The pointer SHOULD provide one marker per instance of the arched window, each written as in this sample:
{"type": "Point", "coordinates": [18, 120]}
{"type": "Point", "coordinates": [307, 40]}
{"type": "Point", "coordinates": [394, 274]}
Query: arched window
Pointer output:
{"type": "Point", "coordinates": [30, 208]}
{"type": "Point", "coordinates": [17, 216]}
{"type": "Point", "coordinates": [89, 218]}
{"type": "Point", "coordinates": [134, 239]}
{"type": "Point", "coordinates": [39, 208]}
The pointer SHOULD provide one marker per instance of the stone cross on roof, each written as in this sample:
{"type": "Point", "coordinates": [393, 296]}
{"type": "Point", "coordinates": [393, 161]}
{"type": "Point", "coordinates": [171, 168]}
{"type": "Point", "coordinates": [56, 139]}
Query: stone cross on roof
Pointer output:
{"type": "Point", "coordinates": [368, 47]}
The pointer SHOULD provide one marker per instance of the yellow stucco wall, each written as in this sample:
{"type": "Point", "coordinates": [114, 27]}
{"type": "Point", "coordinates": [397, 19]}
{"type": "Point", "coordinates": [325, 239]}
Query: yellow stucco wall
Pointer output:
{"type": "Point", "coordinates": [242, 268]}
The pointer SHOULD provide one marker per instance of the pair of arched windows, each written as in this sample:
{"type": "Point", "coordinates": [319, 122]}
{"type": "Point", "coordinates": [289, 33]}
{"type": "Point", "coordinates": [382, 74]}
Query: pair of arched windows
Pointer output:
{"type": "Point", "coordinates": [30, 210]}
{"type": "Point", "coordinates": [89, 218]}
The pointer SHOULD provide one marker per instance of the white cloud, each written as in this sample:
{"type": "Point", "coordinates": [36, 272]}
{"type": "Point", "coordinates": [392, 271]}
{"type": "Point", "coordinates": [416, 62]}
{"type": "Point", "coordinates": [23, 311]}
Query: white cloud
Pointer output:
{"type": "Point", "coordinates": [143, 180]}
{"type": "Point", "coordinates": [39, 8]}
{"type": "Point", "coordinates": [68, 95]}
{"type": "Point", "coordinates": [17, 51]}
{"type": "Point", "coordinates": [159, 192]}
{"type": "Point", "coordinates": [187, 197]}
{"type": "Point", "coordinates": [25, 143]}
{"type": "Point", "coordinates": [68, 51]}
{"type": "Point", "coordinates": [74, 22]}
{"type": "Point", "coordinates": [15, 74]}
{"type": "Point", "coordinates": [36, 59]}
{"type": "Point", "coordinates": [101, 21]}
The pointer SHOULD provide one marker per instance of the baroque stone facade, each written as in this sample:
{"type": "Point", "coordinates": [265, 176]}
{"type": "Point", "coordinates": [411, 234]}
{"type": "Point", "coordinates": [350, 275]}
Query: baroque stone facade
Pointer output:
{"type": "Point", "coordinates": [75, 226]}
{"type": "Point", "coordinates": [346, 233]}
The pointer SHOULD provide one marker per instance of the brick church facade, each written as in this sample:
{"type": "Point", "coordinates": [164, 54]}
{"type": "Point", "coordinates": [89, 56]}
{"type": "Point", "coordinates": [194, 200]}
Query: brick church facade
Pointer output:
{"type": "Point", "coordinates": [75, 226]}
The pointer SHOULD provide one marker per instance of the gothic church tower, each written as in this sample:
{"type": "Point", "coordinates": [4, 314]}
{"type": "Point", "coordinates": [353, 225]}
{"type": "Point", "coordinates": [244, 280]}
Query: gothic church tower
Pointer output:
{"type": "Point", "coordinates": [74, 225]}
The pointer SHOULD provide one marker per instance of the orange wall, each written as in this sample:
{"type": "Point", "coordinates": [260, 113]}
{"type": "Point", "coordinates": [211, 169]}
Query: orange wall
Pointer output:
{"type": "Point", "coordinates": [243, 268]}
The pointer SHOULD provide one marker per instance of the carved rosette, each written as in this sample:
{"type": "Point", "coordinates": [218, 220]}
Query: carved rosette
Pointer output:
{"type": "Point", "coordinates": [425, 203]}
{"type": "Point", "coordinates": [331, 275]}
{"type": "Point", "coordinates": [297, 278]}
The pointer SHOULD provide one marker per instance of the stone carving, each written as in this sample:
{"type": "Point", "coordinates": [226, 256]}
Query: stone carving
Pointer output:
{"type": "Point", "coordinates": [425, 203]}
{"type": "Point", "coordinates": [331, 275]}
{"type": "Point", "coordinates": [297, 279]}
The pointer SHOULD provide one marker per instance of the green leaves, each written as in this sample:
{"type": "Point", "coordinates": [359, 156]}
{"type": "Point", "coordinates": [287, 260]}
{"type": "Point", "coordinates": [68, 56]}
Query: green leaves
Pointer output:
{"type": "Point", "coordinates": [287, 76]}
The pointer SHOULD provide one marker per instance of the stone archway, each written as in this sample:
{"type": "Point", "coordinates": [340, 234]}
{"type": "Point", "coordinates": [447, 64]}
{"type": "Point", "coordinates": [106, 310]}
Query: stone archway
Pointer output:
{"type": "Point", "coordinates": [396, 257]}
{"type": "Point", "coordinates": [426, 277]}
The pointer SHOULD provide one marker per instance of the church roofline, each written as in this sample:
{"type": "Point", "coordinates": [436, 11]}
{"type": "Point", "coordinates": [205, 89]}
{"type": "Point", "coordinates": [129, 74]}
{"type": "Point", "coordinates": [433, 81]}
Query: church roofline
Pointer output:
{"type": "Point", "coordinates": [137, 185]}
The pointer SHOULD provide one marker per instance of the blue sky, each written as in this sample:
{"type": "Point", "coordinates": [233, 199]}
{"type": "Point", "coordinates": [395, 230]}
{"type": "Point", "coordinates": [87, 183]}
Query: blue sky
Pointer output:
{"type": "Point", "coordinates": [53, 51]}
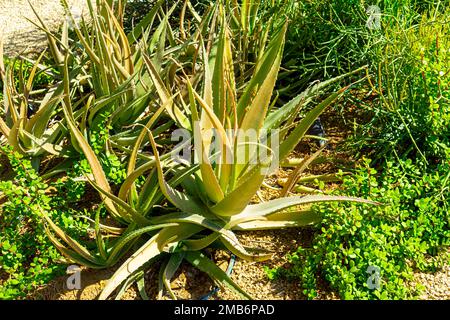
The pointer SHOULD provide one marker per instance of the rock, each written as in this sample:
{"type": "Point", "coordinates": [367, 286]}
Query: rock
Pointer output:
{"type": "Point", "coordinates": [20, 36]}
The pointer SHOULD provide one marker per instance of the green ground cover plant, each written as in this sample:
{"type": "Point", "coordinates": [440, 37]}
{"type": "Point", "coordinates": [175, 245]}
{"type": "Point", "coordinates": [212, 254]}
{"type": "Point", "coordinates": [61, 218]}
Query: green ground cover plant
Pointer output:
{"type": "Point", "coordinates": [409, 232]}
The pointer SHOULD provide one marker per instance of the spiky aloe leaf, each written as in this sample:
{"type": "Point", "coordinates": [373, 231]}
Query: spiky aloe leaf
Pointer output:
{"type": "Point", "coordinates": [149, 250]}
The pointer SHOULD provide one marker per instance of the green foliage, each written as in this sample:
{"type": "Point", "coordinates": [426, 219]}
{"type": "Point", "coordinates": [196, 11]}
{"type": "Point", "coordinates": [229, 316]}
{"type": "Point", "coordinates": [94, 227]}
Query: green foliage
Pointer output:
{"type": "Point", "coordinates": [28, 259]}
{"type": "Point", "coordinates": [411, 110]}
{"type": "Point", "coordinates": [404, 235]}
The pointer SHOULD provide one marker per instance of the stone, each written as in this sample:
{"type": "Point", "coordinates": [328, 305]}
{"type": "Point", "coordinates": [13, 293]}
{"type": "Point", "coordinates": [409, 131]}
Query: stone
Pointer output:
{"type": "Point", "coordinates": [22, 37]}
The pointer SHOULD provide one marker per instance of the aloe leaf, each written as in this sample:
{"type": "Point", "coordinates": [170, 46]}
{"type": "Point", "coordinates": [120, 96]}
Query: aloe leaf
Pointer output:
{"type": "Point", "coordinates": [254, 116]}
{"type": "Point", "coordinates": [233, 244]}
{"type": "Point", "coordinates": [114, 254]}
{"type": "Point", "coordinates": [282, 220]}
{"type": "Point", "coordinates": [288, 145]}
{"type": "Point", "coordinates": [169, 271]}
{"type": "Point", "coordinates": [149, 250]}
{"type": "Point", "coordinates": [274, 119]}
{"type": "Point", "coordinates": [276, 205]}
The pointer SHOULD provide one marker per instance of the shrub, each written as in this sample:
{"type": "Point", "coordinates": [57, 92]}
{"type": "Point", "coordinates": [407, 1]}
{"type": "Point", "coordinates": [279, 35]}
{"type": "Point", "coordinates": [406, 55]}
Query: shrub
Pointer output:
{"type": "Point", "coordinates": [28, 259]}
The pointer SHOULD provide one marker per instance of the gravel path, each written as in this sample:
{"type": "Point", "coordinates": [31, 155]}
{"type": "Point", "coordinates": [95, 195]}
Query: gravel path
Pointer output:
{"type": "Point", "coordinates": [19, 35]}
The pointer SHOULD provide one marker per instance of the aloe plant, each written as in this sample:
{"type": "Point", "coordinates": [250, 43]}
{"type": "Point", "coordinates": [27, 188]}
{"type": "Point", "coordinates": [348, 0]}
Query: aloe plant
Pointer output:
{"type": "Point", "coordinates": [211, 198]}
{"type": "Point", "coordinates": [215, 199]}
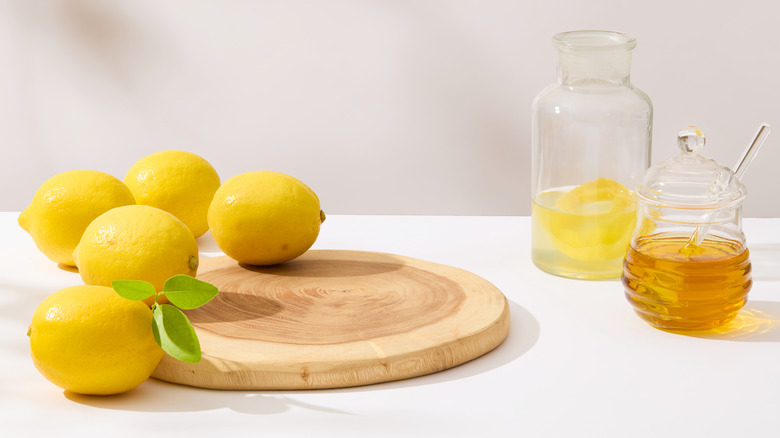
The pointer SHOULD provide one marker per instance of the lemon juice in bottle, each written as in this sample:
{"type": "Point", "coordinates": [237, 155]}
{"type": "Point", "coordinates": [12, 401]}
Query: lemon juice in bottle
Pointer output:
{"type": "Point", "coordinates": [584, 231]}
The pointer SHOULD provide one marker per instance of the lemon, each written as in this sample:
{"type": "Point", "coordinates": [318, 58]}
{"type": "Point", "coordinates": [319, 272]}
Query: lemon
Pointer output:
{"type": "Point", "coordinates": [136, 242]}
{"type": "Point", "coordinates": [179, 182]}
{"type": "Point", "coordinates": [90, 340]}
{"type": "Point", "coordinates": [264, 217]}
{"type": "Point", "coordinates": [65, 204]}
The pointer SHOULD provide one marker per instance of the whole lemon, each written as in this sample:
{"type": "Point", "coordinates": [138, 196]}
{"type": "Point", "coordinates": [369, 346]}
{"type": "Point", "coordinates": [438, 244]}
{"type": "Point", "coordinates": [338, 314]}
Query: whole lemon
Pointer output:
{"type": "Point", "coordinates": [136, 242]}
{"type": "Point", "coordinates": [90, 340]}
{"type": "Point", "coordinates": [179, 182]}
{"type": "Point", "coordinates": [65, 204]}
{"type": "Point", "coordinates": [264, 217]}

....................

## GIVEN REQUEST
Please copy exactly the lines from the one containing "The pointer SHOULD provide one marker per instance of the gravel" through the last line of the records above, both included, and leave out any pictures.

## WORKED ANSWER
The pointer SHOULD provide one marker per instance of the gravel path, each written as in this sample:
{"type": "Point", "coordinates": [31, 155]}
{"type": "Point", "coordinates": [95, 195]}
Query: gravel path
Pointer output:
{"type": "Point", "coordinates": [19, 35]}
The pointer SHOULD provide one marker per instance of the aloe plant, each written as in this sample:
{"type": "Point", "coordinates": [250, 43]}
{"type": "Point", "coordinates": [27, 188]}
{"type": "Point", "coordinates": [348, 0]}
Query: aloe plant
Pointer output:
{"type": "Point", "coordinates": [211, 198]}
{"type": "Point", "coordinates": [215, 199]}
The pointer SHOULD provide one marker per instance of the lemon juice in bottle, each written as in this sample:
{"type": "Point", "coordinates": [237, 155]}
{"type": "Point", "coordinates": [12, 401]}
Query: lemon juice in bottle
Pointer output:
{"type": "Point", "coordinates": [584, 231]}
The pointer SHOULD provide one marker per instance of the lemon, each written as in this sample:
{"type": "Point", "coordinates": [318, 58]}
{"type": "Point", "coordinates": [319, 272]}
Query: lemon
Pointer output:
{"type": "Point", "coordinates": [136, 242]}
{"type": "Point", "coordinates": [179, 182]}
{"type": "Point", "coordinates": [90, 340]}
{"type": "Point", "coordinates": [264, 217]}
{"type": "Point", "coordinates": [65, 204]}
The pointer SHOULD provide one marker per instance of the whole lemon, each written as in this sample:
{"type": "Point", "coordinates": [138, 196]}
{"type": "Point", "coordinates": [369, 346]}
{"type": "Point", "coordinates": [438, 244]}
{"type": "Point", "coordinates": [338, 314]}
Query: whole lemon
Pointer output:
{"type": "Point", "coordinates": [136, 242]}
{"type": "Point", "coordinates": [90, 340]}
{"type": "Point", "coordinates": [179, 182]}
{"type": "Point", "coordinates": [65, 204]}
{"type": "Point", "coordinates": [264, 217]}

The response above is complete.